Task requirements — Make an exact copy of the entries below.

[Opening Available data section]

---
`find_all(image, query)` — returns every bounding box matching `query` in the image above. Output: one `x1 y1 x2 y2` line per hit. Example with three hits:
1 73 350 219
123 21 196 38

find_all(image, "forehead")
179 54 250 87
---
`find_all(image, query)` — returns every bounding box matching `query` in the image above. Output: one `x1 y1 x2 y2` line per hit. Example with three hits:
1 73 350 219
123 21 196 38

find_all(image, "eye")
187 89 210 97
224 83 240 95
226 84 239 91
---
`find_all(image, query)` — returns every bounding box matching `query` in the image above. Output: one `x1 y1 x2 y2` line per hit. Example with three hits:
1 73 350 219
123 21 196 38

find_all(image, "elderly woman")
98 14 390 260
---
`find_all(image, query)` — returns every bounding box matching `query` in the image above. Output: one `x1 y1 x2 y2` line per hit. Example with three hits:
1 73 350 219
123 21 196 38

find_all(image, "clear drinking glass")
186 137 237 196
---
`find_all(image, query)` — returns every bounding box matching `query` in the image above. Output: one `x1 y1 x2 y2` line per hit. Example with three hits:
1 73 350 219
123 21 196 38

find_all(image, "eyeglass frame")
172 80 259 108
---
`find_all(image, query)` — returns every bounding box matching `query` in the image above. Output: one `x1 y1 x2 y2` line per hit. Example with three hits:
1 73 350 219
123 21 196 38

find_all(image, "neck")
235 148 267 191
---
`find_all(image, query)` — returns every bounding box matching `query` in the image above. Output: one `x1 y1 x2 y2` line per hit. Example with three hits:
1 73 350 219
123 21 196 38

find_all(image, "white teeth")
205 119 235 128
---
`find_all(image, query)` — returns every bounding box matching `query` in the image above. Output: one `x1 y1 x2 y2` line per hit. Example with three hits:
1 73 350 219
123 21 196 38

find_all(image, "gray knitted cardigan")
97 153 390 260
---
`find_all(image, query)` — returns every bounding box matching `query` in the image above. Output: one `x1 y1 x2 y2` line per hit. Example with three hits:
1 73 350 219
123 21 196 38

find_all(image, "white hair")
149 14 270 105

[Closing Available data section]

Exercise solution —
---
`find_all(image, query)` — returns every bounding box matching `query` in the image above. Output: one `x1 y1 x2 y2` line per hit. Example with three hits:
1 73 350 219
123 21 196 38

find_all(image, "forehead")
179 54 250 87
---
`find_all(image, query)` — returns every bounding box matching `query` in the image above. Output: one `x1 y1 x2 y2` line per hit. Example with three hits:
1 73 350 219
123 21 196 38

find_all(image, "eye")
187 89 210 97
224 83 240 95
226 84 239 91
---
`find_all(image, query)` — returns every bounding box matching `query` in the image above. Output: one `x1 y1 x2 y2` line per hit. Example with three hits:
1 73 350 219
123 21 196 38

find_all(image, "elderly woman")
98 14 390 260
---
`find_all(image, query)` — returns every bounding box matching `query` in the image above. Output: one `x1 y1 x2 y2` line per hit. Example with three hits:
1 73 350 219
123 21 196 38

find_all(image, "clear drinking glass")
186 137 237 196
---
`find_all(image, query)` — returns every bounding box matching `query` in the image above. Output: one `x1 y1 x2 y2` line per hit. Example with three hits:
1 73 350 219
123 21 196 38

find_all(image, "eyeglass frame")
172 80 259 108
---
`find_all(image, query)` — returns every bounding box matching `query` in the image above. Output: one `x1 y1 x2 y2` line per hit. Example with three hits:
1 73 350 219
123 21 196 38

find_all(image, "neck")
235 148 267 191
---
`find_all(image, query)` — returns every bounding box matching `query` in the image above. Output: one `x1 y1 x2 y2` line per hit. Example with three hits:
1 73 350 219
123 21 196 38

find_all(image, "white teeth")
205 119 235 128
---
`find_all(image, query)` — returns every bounding box matching `query` in the image above. Output: one `x1 y1 x2 y2` line per hit. Example with three hits:
1 73 350 219
123 21 196 38

find_all(image, "gray knitted cardigan")
97 153 390 260
---
`find_all(image, query)` — returns every bounding box matching `query` in the image above. Output: one `x1 y1 x2 y2` line per hit. Example with three hits:
1 73 350 219
123 21 196 38

find_all(image, "white hair")
149 14 270 105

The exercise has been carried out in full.